───── MATERIAL ─────
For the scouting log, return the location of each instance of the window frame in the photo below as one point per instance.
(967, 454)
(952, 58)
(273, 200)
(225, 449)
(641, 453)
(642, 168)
─────
Reproduce the listing above word for word, including every line.

*TASK SOLUTION*.
For the scouting log, return the location of each instance of the window frame in the photo below as one point per instance.
(967, 454)
(952, 58)
(273, 200)
(225, 449)
(641, 453)
(642, 168)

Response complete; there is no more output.